(EXCERPTED PASSAGE)

The people who attacked Skripal may calculate the response now will be similarly weak-kneed. They may also assume that, as with Litvinenko, Britain will again feebly shy away from open confrontation and hope the problem fades from view.
Don’t expect Donald Trump to provide assistance.
Election 2018
Kathleen Parker admits that things are looking a little less than optimal for Republicans.
At the risk of sounding hyperbolic — or downright giddy — 2018 promises to be as significant, if not more so given the stakes, as 2010, when Republicans wrested the House of Representatives from Democrats amid tea party turbulence and early chants of “repeal and replace.”
Whether November will produce a blue wave crashing down on a crimson tide — or an estrogen rout of the testosterone swamp — remains to be seen. But early signs suggest that Republicans will have to scratch and fight to keep their dwindling majorities (41 have left or aren’t seeking reelection) in the House and Senate.

(STORED DATA)

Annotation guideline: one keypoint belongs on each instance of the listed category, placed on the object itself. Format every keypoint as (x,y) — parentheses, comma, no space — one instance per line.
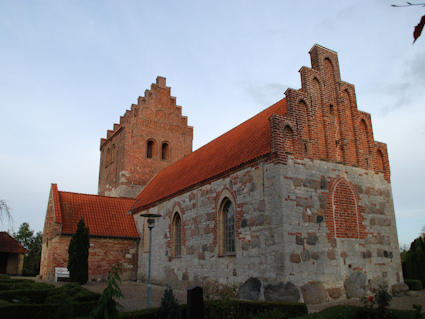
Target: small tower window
(165,151)
(113,153)
(108,157)
(177,236)
(149,152)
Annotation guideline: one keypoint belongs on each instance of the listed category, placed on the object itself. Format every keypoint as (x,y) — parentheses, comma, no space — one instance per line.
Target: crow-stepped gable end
(295,199)
(151,135)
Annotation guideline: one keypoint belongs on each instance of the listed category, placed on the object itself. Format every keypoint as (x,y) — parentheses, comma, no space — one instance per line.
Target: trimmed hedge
(287,309)
(81,309)
(24,285)
(354,312)
(414,284)
(244,309)
(25,296)
(7,280)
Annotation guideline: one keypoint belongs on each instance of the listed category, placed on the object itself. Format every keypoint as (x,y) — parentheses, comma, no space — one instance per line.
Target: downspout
(137,258)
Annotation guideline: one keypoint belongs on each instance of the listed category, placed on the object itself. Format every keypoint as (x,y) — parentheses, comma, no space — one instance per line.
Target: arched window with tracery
(227,229)
(176,242)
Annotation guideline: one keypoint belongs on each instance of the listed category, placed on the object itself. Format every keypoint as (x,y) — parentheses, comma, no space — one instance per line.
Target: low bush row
(47,311)
(414,284)
(356,312)
(237,309)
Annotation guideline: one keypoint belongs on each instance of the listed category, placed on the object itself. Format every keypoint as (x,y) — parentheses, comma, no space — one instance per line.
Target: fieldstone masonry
(314,219)
(311,195)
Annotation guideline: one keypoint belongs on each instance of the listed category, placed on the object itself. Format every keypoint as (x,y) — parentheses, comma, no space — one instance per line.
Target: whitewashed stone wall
(284,222)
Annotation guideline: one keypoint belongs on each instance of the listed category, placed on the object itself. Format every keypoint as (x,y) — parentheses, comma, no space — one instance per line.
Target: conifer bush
(78,254)
(414,263)
(170,308)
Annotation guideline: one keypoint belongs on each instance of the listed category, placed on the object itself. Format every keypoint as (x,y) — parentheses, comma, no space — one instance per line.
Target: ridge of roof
(56,203)
(95,195)
(8,244)
(245,142)
(105,216)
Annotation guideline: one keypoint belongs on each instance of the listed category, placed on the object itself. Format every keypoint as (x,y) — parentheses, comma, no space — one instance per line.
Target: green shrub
(219,300)
(52,311)
(24,285)
(414,263)
(107,307)
(149,313)
(25,296)
(72,292)
(169,308)
(355,312)
(8,280)
(78,254)
(414,284)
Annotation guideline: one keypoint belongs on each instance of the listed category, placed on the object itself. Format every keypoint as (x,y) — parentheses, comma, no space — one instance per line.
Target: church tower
(151,135)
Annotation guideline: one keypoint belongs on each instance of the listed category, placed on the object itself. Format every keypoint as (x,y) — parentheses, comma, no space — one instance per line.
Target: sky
(70,69)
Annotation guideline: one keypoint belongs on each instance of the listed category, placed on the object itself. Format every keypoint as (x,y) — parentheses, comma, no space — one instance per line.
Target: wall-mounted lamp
(343,141)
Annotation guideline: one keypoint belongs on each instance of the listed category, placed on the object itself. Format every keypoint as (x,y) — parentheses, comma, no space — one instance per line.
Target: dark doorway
(3,262)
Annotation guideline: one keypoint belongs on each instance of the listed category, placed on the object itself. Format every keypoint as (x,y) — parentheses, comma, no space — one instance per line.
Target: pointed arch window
(227,227)
(176,235)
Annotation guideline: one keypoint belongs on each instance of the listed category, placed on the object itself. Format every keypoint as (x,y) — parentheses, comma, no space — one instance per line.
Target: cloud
(265,94)
(416,69)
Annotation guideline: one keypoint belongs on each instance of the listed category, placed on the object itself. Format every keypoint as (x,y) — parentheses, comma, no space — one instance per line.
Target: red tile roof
(104,216)
(10,245)
(245,142)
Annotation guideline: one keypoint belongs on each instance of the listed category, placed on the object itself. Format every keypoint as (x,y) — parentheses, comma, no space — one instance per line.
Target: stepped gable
(156,105)
(104,216)
(246,142)
(152,135)
(10,245)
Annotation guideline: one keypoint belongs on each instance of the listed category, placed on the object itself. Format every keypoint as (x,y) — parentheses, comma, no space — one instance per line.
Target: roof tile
(104,216)
(8,244)
(245,142)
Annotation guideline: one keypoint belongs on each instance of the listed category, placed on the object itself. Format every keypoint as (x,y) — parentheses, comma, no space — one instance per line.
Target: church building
(293,204)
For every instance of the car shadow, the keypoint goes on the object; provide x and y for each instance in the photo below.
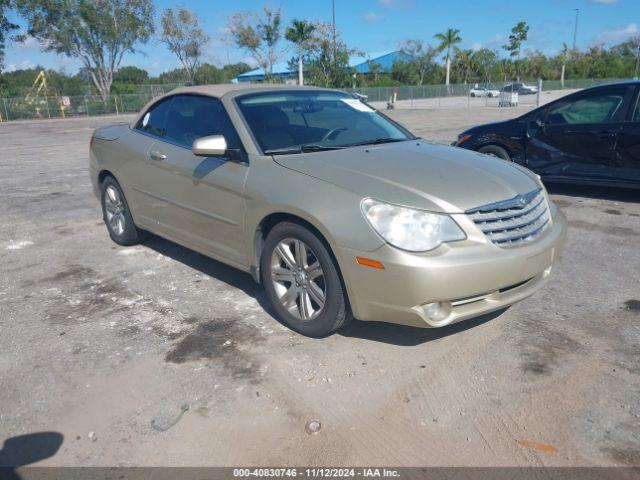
(618, 194)
(26, 449)
(210, 267)
(410, 336)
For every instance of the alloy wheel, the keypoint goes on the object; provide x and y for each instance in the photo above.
(298, 279)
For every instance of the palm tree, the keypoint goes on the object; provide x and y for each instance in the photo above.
(299, 33)
(565, 51)
(465, 62)
(448, 40)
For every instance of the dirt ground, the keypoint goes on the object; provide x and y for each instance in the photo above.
(156, 355)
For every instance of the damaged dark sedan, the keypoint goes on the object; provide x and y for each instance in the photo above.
(589, 137)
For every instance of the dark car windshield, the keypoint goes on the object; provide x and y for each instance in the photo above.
(304, 121)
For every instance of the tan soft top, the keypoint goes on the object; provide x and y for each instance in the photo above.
(220, 90)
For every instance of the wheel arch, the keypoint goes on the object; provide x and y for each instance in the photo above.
(270, 220)
(104, 173)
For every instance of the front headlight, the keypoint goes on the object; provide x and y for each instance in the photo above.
(409, 229)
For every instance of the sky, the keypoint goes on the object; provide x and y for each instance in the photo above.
(380, 25)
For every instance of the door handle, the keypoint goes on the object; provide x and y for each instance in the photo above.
(158, 156)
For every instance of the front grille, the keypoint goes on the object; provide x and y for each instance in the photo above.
(513, 222)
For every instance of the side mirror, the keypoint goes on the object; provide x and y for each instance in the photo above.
(213, 146)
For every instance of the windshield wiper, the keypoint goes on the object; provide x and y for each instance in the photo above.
(312, 147)
(377, 141)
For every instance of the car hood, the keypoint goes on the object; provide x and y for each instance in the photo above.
(417, 174)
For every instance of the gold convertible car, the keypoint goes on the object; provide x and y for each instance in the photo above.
(336, 209)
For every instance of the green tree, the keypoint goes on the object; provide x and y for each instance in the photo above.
(519, 34)
(300, 33)
(485, 61)
(465, 64)
(97, 32)
(258, 35)
(182, 35)
(448, 40)
(422, 56)
(563, 56)
(127, 79)
(325, 68)
(5, 27)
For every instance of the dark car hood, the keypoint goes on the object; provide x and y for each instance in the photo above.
(418, 174)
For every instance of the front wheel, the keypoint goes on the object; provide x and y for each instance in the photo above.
(117, 216)
(302, 282)
(496, 151)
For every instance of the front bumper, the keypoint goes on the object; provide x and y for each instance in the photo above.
(468, 278)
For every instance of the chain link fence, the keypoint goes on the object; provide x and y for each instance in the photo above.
(424, 96)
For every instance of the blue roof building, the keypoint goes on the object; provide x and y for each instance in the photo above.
(361, 65)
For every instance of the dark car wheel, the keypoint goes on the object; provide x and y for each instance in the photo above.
(302, 282)
(496, 151)
(117, 216)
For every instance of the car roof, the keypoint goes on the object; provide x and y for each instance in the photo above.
(221, 90)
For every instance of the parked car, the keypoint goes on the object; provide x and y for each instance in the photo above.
(484, 91)
(520, 88)
(336, 209)
(591, 137)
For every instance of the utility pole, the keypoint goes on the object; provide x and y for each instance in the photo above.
(333, 14)
(635, 76)
(575, 29)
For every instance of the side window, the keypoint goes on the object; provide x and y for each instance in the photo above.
(153, 121)
(603, 106)
(193, 116)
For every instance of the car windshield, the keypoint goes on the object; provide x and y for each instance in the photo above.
(285, 122)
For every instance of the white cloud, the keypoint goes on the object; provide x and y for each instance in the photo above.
(617, 35)
(373, 16)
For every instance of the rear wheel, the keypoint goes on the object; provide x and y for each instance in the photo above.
(302, 282)
(496, 151)
(117, 216)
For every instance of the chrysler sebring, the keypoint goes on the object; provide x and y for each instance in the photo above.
(338, 211)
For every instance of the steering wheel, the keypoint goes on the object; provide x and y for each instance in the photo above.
(333, 133)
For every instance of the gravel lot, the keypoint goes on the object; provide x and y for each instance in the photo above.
(156, 355)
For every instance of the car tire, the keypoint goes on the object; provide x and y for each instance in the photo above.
(496, 151)
(294, 286)
(117, 216)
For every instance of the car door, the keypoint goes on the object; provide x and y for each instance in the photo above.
(577, 135)
(134, 175)
(628, 146)
(200, 200)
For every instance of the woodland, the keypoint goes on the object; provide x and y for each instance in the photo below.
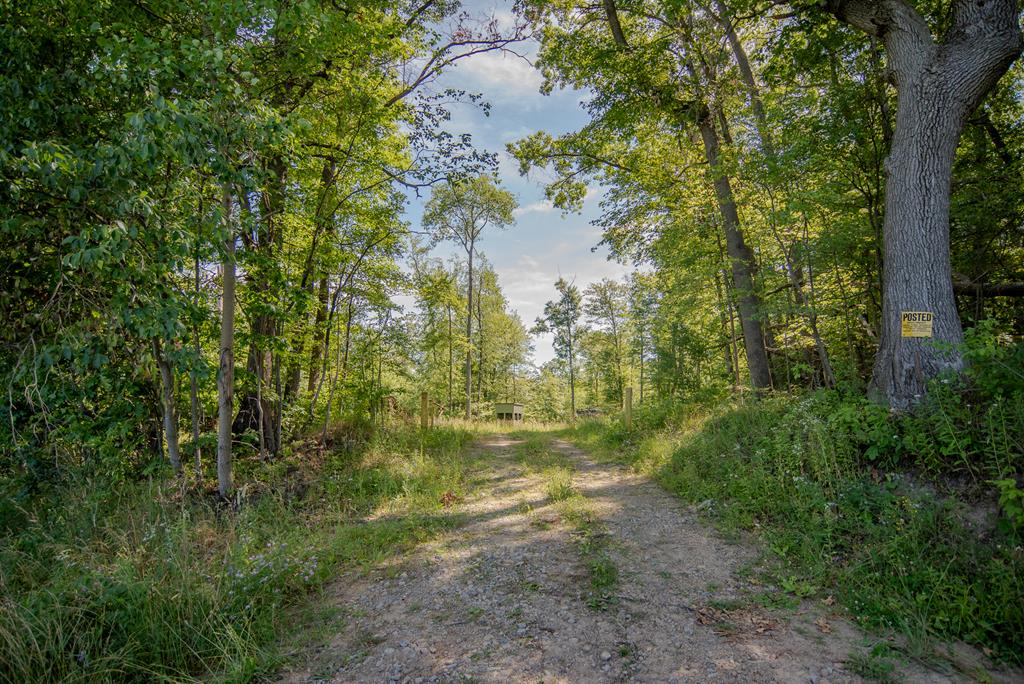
(218, 319)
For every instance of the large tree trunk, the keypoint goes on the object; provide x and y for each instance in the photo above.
(938, 86)
(225, 369)
(261, 414)
(740, 260)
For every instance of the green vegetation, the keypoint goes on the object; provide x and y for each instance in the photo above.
(893, 514)
(146, 581)
(207, 233)
(537, 456)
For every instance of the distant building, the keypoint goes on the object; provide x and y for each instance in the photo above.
(509, 412)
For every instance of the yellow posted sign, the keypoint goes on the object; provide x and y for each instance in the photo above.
(916, 324)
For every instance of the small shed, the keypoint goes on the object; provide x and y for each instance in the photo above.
(509, 412)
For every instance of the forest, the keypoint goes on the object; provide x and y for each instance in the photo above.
(221, 310)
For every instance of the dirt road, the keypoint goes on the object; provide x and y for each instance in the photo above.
(510, 595)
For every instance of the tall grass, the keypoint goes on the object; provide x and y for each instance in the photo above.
(146, 582)
(849, 503)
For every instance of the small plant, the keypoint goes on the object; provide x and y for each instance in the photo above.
(1012, 502)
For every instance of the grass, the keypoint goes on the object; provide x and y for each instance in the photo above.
(125, 582)
(536, 456)
(899, 551)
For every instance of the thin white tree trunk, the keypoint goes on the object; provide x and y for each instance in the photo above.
(225, 370)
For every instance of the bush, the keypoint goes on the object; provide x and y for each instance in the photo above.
(888, 511)
(144, 582)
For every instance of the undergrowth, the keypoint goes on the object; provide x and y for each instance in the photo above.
(536, 455)
(148, 582)
(913, 522)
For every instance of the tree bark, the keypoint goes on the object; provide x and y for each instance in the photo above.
(321, 338)
(225, 369)
(740, 259)
(194, 386)
(469, 338)
(169, 410)
(938, 85)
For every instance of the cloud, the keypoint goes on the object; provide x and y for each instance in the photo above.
(501, 76)
(542, 207)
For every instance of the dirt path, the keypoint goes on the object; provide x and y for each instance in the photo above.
(504, 598)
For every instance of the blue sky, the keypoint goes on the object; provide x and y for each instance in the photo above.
(544, 244)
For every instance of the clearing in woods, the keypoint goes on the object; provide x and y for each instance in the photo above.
(571, 570)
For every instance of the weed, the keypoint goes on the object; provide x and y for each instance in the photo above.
(146, 582)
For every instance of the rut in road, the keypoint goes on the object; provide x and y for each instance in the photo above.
(508, 596)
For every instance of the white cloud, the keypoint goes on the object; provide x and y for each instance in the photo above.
(542, 207)
(501, 76)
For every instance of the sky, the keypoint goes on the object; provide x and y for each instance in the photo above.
(543, 244)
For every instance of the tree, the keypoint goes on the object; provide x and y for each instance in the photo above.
(606, 305)
(459, 212)
(939, 83)
(561, 316)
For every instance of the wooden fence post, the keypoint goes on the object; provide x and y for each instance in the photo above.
(628, 408)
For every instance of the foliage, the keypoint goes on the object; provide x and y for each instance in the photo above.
(148, 582)
(856, 502)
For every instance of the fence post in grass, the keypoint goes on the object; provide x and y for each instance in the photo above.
(628, 408)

(WHAT YOU ARE ASKED TO DO) Duplicate the portion of the news excerpt above between "Whether November will" and "House and Senate.", inclusive.

(ANSWER TO THE EXERCISE)
Whether November will produce a blue wave crashing down on a crimson tide — or an estrogen rout of the testosterone swamp — remains to be seen. But early signs suggest that Republicans will have to scratch and fight to keep their dwindling majorities (41 have left or aren’t seeking reelection) in the House and Senate.